### YOUR TASK:
Write out every one of the entries below word for word, changing nothing and leaving nothing out.

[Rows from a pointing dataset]
******
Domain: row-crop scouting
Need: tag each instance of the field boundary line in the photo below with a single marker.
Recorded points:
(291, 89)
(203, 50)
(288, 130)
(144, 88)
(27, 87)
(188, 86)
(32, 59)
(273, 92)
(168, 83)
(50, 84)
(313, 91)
******
### COMPLETE ANSWER:
Domain: row-crop scouting
Need: tag each instance of the field boundary line in the photo below with a single marker.
Recorded points:
(291, 89)
(203, 50)
(288, 130)
(144, 88)
(27, 87)
(188, 86)
(32, 59)
(273, 92)
(168, 83)
(50, 84)
(313, 91)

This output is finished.